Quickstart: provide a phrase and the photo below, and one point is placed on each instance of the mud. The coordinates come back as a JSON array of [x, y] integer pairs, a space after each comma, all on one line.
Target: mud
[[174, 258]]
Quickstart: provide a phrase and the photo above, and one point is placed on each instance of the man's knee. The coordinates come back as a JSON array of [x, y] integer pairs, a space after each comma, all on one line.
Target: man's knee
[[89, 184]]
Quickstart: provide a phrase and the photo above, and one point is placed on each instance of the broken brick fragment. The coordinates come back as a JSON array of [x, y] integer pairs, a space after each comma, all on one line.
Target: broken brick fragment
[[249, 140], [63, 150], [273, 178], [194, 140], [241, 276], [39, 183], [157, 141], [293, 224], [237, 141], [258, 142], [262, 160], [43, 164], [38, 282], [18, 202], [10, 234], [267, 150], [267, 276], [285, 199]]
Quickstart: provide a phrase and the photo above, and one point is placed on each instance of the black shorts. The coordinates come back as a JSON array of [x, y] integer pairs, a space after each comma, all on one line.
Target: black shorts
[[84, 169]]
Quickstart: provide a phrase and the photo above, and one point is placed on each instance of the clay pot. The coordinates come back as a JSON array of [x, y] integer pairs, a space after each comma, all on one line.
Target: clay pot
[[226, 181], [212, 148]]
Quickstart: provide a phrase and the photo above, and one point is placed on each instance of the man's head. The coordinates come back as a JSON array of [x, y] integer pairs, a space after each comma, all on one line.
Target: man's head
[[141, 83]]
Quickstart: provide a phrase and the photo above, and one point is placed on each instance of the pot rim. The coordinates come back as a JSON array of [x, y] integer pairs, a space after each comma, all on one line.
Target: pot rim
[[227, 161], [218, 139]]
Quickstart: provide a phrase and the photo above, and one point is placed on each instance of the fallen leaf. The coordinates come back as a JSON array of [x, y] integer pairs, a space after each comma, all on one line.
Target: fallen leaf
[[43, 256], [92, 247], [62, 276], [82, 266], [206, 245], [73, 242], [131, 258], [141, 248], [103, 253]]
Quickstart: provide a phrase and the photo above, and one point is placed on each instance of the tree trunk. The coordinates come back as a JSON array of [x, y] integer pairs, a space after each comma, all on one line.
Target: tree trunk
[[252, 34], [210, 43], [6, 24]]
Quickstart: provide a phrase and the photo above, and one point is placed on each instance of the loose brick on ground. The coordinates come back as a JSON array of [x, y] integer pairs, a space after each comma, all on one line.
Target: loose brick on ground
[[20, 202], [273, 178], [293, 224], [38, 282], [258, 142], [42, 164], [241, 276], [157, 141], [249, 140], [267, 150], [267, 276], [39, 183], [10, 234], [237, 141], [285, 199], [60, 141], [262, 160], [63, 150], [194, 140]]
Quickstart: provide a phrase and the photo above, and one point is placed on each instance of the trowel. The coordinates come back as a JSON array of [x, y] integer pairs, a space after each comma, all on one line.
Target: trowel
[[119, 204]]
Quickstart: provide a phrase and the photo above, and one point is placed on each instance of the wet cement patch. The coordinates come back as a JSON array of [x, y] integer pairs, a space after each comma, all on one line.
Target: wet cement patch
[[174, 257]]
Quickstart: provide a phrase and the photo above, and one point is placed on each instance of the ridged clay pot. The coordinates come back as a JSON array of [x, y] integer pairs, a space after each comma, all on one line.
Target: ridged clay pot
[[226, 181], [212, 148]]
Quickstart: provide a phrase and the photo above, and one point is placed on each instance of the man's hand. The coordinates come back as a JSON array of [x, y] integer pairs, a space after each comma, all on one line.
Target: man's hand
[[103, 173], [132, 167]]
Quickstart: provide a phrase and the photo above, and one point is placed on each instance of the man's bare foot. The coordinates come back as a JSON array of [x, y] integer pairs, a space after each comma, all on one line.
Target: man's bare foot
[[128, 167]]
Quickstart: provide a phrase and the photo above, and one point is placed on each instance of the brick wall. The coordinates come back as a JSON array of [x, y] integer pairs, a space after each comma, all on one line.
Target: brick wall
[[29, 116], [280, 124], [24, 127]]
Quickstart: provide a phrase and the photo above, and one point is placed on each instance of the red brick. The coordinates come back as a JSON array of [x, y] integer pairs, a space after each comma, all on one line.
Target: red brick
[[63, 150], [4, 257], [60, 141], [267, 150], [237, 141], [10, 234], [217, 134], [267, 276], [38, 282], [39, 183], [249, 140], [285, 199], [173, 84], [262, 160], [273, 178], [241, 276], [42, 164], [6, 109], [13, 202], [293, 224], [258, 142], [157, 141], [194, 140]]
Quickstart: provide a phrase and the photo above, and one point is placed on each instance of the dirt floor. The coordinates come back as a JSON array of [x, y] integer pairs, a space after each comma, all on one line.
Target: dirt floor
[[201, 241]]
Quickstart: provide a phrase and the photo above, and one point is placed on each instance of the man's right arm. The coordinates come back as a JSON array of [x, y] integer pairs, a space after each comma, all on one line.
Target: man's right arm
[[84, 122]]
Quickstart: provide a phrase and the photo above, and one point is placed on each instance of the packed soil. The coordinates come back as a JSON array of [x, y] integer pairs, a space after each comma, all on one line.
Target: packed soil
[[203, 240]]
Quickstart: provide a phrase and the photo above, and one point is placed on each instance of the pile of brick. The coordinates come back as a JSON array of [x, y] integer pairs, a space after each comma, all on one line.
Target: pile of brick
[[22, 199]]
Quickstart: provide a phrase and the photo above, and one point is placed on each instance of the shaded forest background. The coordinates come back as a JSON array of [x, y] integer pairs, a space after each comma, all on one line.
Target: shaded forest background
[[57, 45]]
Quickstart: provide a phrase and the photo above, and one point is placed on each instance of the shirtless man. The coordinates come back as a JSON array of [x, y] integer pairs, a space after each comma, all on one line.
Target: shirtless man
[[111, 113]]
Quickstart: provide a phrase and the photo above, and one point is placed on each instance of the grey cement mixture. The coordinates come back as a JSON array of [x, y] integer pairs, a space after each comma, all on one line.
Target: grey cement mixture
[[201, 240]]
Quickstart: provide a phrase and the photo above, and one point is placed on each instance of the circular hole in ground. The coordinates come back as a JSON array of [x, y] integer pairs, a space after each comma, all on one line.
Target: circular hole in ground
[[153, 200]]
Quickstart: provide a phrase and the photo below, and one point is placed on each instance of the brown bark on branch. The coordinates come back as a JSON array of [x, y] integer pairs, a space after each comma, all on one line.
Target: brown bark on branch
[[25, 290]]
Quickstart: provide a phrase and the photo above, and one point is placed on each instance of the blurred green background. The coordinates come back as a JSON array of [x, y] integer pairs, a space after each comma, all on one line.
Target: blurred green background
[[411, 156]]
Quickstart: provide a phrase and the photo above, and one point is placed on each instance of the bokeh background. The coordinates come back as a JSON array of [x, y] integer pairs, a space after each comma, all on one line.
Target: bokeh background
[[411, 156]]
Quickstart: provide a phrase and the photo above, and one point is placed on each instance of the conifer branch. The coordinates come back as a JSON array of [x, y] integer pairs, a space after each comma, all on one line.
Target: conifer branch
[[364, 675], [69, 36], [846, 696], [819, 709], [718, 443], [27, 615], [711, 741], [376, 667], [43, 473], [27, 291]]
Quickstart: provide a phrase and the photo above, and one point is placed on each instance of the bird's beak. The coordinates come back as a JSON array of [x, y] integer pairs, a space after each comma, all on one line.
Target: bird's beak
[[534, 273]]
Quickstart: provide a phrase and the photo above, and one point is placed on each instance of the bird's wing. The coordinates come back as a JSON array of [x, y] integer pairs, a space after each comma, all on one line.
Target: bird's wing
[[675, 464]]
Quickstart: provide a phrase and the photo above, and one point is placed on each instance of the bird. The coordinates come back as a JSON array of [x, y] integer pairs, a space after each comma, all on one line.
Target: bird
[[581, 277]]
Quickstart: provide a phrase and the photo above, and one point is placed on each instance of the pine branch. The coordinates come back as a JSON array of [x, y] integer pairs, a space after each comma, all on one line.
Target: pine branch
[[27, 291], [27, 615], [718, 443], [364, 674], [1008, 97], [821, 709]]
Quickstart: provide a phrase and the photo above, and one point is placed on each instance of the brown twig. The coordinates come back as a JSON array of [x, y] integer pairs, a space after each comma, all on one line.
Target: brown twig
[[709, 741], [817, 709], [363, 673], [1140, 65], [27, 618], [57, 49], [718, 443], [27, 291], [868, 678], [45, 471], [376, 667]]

Problem requirements
Nothing but the lines holding the word "below" should be returned from the listing above.

Task solution
Quickstart: provide a phrase and the photo below, and one point is placed on each instance of the mud. The coordinates come back as a JSON array of [x, y] integer pairs, a space after each comma, all on one line.
Quickstart: provide a phrase and the photo below, and one point is placed on each instance of the brown bark on branch. The coordinates come back as a JSON array of [x, y] integer pairs, a space after each comma, all on one line.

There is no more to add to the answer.